- [Data to use]
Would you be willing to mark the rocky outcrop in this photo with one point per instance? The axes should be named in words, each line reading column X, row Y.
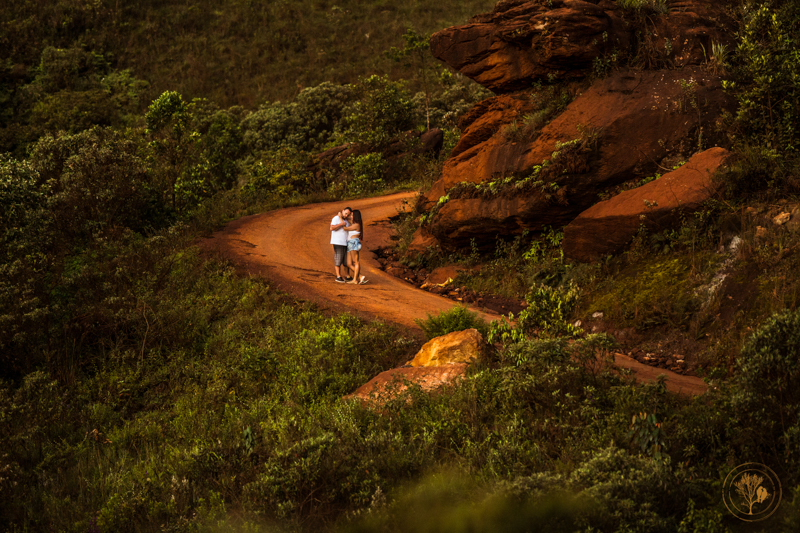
column 456, row 347
column 440, row 361
column 392, row 383
column 630, row 123
column 521, row 42
column 608, row 226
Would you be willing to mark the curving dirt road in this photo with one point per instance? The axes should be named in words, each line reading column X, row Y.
column 291, row 247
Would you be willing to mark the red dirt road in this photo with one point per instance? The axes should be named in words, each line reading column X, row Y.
column 291, row 247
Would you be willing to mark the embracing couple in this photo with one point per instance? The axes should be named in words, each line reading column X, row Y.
column 347, row 232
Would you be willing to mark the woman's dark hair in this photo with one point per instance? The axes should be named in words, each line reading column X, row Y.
column 357, row 220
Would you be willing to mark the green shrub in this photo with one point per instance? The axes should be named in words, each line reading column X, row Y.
column 363, row 173
column 546, row 315
column 280, row 174
column 767, row 381
column 457, row 318
column 307, row 123
column 382, row 110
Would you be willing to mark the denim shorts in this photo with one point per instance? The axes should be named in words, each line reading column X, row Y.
column 339, row 254
column 354, row 245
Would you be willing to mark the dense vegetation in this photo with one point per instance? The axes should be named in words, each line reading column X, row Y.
column 143, row 386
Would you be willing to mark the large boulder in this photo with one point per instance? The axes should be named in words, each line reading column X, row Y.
column 392, row 383
column 441, row 360
column 608, row 226
column 457, row 347
column 630, row 123
column 520, row 42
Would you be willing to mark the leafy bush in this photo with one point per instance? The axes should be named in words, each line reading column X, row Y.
column 546, row 315
column 382, row 110
column 767, row 381
column 765, row 75
column 363, row 173
column 457, row 318
column 307, row 123
column 279, row 174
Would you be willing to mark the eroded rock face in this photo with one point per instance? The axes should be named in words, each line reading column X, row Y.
column 608, row 226
column 456, row 347
column 520, row 42
column 637, row 120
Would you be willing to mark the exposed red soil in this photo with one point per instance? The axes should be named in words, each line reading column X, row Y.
column 291, row 248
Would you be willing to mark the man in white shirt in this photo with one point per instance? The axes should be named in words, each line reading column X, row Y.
column 339, row 242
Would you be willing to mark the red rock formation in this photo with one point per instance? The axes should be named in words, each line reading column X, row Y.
column 520, row 42
column 638, row 119
column 608, row 226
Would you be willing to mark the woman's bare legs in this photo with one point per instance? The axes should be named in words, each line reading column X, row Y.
column 355, row 266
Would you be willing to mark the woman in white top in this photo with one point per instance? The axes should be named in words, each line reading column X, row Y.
column 355, row 234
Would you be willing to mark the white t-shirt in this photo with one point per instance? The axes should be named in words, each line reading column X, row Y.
column 340, row 235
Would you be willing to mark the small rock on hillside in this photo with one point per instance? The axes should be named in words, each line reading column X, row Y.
column 456, row 347
column 390, row 384
column 608, row 226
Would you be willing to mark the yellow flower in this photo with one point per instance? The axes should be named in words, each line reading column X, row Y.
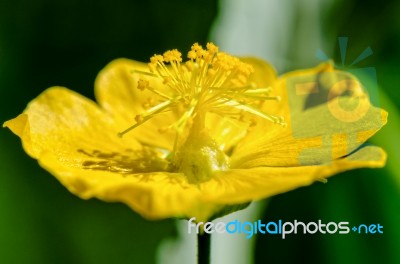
column 189, row 139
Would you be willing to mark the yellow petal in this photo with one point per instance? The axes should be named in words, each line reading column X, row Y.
column 325, row 130
column 241, row 185
column 69, row 126
column 116, row 91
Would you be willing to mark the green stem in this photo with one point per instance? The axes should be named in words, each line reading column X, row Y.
column 203, row 248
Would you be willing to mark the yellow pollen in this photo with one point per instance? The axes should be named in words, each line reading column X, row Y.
column 210, row 81
column 143, row 84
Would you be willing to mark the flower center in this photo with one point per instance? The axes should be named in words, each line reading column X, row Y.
column 208, row 82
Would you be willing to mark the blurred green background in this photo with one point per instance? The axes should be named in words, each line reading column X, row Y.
column 45, row 43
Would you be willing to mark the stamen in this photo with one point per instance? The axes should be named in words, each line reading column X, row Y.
column 209, row 81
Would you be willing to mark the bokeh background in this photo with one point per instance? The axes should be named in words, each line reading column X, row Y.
column 45, row 43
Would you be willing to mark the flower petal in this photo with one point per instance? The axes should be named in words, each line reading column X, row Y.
column 116, row 91
column 319, row 129
column 242, row 185
column 71, row 127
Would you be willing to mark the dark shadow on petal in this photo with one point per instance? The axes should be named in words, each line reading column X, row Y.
column 127, row 162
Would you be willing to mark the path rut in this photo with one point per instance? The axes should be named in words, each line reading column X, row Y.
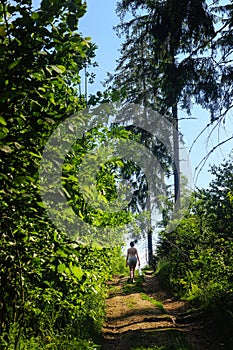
column 132, row 321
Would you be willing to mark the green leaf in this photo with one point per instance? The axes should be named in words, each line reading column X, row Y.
column 61, row 268
column 2, row 121
column 5, row 148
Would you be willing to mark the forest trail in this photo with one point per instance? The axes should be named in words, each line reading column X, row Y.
column 134, row 320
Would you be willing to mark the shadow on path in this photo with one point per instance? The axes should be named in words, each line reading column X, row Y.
column 133, row 321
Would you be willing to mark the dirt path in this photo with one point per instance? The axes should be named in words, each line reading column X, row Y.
column 134, row 320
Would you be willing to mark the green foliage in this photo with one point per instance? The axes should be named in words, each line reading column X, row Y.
column 195, row 260
column 158, row 304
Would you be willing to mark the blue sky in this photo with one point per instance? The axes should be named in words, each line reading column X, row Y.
column 98, row 24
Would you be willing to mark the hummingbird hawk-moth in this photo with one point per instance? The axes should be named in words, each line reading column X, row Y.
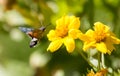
column 34, row 33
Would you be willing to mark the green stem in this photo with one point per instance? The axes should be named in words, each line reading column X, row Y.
column 99, row 60
column 85, row 58
column 103, row 60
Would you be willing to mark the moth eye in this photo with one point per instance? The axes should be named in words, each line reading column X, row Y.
column 30, row 34
column 33, row 43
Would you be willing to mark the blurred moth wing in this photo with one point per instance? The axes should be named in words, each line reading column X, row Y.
column 34, row 34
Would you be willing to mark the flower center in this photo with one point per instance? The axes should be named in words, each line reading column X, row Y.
column 100, row 36
column 62, row 32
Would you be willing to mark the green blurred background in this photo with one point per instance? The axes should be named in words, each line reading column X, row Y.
column 17, row 59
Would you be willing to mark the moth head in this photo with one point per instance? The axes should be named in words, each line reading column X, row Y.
column 33, row 42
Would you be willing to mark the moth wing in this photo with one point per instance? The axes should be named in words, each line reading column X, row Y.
column 26, row 30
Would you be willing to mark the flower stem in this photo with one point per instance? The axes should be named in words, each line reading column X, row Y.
column 99, row 60
column 103, row 60
column 85, row 58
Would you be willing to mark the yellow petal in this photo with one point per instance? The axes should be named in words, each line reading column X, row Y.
column 69, row 43
column 88, row 45
column 52, row 35
column 115, row 40
column 74, row 33
column 62, row 22
column 55, row 45
column 101, row 47
column 109, row 45
column 88, row 36
column 74, row 23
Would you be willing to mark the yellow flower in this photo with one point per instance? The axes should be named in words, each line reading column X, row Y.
column 102, row 72
column 100, row 38
column 67, row 29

- [Exercise instructions] Would you mind repeating the records above exactly, without the pictures?

- [Response to this exercise]
Would you be willing to mark the rocky outcrop in this photo with one point per instance? The axes should be named in words, each line reading column X, row Y.
column 456, row 347
column 440, row 361
column 392, row 383
column 630, row 123
column 521, row 42
column 608, row 226
Would you be willing to mark the curving dirt road in this photo with one point per instance? The axes should be named in words, each line reading column X, row Y.
column 291, row 247
Would you be willing to mark the red dirt road in this photo with one point per instance? The axes should be named in words, each line reading column X, row Y.
column 291, row 247
Would you be willing to mark the embracing couple in this photo with one point per instance? The axes should be named in words, each line reading column X, row Y.
column 347, row 232
Would you be willing to mark the woman's dark hair in this photo with one point per instance? The axes should be named in words, each line reading column X, row Y.
column 357, row 220
Would you be willing to mark the green shrub in this photo with one point per instance? The axes should be named in words, each line reading column X, row Y.
column 363, row 173
column 546, row 315
column 280, row 174
column 767, row 381
column 457, row 318
column 307, row 123
column 382, row 110
Would you be willing to mark the denim shorts in this photo with one point per instance? The axes should be named in words, each line reading column X, row Y.
column 339, row 254
column 354, row 245
Would you be willing to mark the dense vegetation in this photo with one point per instance? The axes should be named in words, each line reading column X, row Y.
column 143, row 386
Would you be willing to mark the large boulder in this photo with one point per instance? The axes should be named in words, each line reading column X, row Y.
column 392, row 383
column 441, row 360
column 608, row 226
column 457, row 347
column 630, row 123
column 520, row 42
Would you be willing to mark the leafy bush in this photo with one point per instance? The axes should be named in words, each line reading column X, row Y.
column 546, row 315
column 382, row 110
column 767, row 381
column 765, row 75
column 363, row 173
column 457, row 318
column 307, row 123
column 279, row 174
Would you be willing to mark the eroded rock face in this photo with one point per instance? The axes should be named in words, each line reading column X, row Y.
column 608, row 226
column 456, row 347
column 520, row 42
column 637, row 120
Would you be willing to mark the exposed red soil in this photo with one point per instance? The axes should be named in words, each line reading column X, row Y.
column 291, row 248
Would you be willing to mark the man in white shirt in this photo with one point per instance? The axes should be named in words, each line reading column X, row Y.
column 339, row 242
Would you be willing to mark the red rock formation in this photo with one point per instance? The axes should be named in words, each line reading column X, row Y.
column 520, row 42
column 638, row 119
column 608, row 226
Would you be willing to mark the woman's bare legs in this photo with one point per instance? The axes should be named in words, each line reading column X, row Y.
column 355, row 266
Would you be willing to mark the woman in white top in this photo with one point per instance? The axes should be named in words, each line reading column X, row Y.
column 355, row 234
Would you be willing to mark the white t-shirt in this photo with one point per instance? The axes should be named in words, each line reading column X, row Y.
column 340, row 235
Would you be willing to mark the small rock on hillside in this photo with one point per instance? The axes should be named in words, each line reading column X, row Y.
column 456, row 347
column 390, row 384
column 608, row 226
Would you be willing to mark the yellow flower in this photo with one point per instance? The axes should be named in words, each line reading column X, row Y.
column 189, row 139
Would you be willing to mark the yellow petal in this photo with one point per instance? The axes should be named in words, each line reading column X, row Y.
column 325, row 130
column 241, row 185
column 69, row 126
column 116, row 91
Would you be willing to mark the green stem in this photo with one point per instance? The axes should be named in words, each line reading column X, row Y.
column 203, row 248
Would you be willing to mark the yellow pollen in this photo with one point per instance? The axes should be named in words, each line reading column X, row Y.
column 210, row 81
column 143, row 84
Would you be willing to mark the flower center in this photo with one point per instance? The axes should be named in words, each line reading column X, row Y.
column 208, row 82
Would you be willing to mark the blurred green background in this photo with one point per instance? The axes should be named in words, each line reading column X, row Y.
column 45, row 43
Would you be willing to mark the stamen in this photo with one point per instance? The axes should be named in words, each line reading column X, row Y.
column 209, row 81
Would you be willing to mark the bokeh background in this photo with one point per instance? The axes should be named in words, each line reading column X, row Y.
column 45, row 43
Would you be willing to mark the flower petal in this photo with one point per instance? The axes should be named in words, each line reading column X, row Y.
column 116, row 91
column 319, row 129
column 242, row 185
column 71, row 127
Would you be willing to mark the dark shadow on petal in this photo with one point per instance? The axes should be named in words, each line reading column X, row Y.
column 127, row 162
Would you be willing to mark the path rut in this photo with one point per instance? The axes should be named in words, each line reading column X, row Y.
column 132, row 321
Would you be willing to mark the green leaf in this photo with one point per instance? The axes should be named in words, each line reading column X, row Y.
column 61, row 268
column 2, row 121
column 5, row 148
Would you be willing to mark the forest trail in this photo with one point per instance? The axes should be named in words, each line reading column X, row Y.
column 134, row 320
Would you be willing to mark the shadow on path in this photo with one point per instance? The axes should be named in words, each line reading column X, row Y.
column 133, row 321
Would you be willing to mark the dirt path in this photo with one point per instance? The axes should be named in words, each line reading column X, row Y.
column 134, row 320
Would you be willing to mark the green foliage in this photo with one point per instance? The axes should be named in words, each line reading column X, row Y.
column 195, row 260
column 158, row 304
Would you be willing to mark the blue sky in this photo with one point per instance? The axes should be named in words, each line reading column X, row Y.
column 98, row 24
Would you be willing to mark the hummingbird hawk-moth in this photo with one point per instance? The axes should be named in words, each line reading column X, row Y.
column 34, row 33
Would you be willing to mark the green stem in this photo with one point per instance? The axes should be named in words, each line reading column X, row Y.
column 99, row 60
column 85, row 58
column 103, row 60
Would you be willing to mark the moth eye in this photo with one point per instance? The axes should be named in words, each line reading column X, row Y.
column 30, row 34
column 33, row 43
Would you be willing to mark the blurred moth wing in this photo with one point per instance? The axes should be named in words, each line reading column X, row Y.
column 34, row 34
Would you be willing to mark the flower center in this photo with one point per instance? The axes should be named in words, each line reading column X, row Y.
column 100, row 36
column 62, row 32
Would you be willing to mark the green blurred background in this photo with one point per instance? The axes should be named in words, each line reading column X, row Y.
column 17, row 59
Would you be willing to mark the moth head in this photo with one point per instance? The axes should be named in words, each line reading column X, row Y.
column 33, row 42
Would you be willing to mark the moth wing in this photo with one point per instance? The axes should be named in words, each line reading column X, row Y.
column 26, row 30
Would you be willing to mark the flower stem in this photo with one point per instance? The axes should be named in words, each line reading column X, row Y.
column 99, row 60
column 103, row 60
column 85, row 58
Would you be willing to mark the yellow petal in this photo with one point per instance? The axes should be named in words, each line reading column X, row Y.
column 69, row 43
column 88, row 45
column 52, row 35
column 115, row 40
column 74, row 33
column 62, row 22
column 55, row 45
column 101, row 47
column 109, row 45
column 88, row 36
column 74, row 23
Would you be willing to mark the yellow flower in this photo with one point per instance? The axes should be named in words, each line reading column X, row Y.
column 102, row 72
column 100, row 38
column 67, row 29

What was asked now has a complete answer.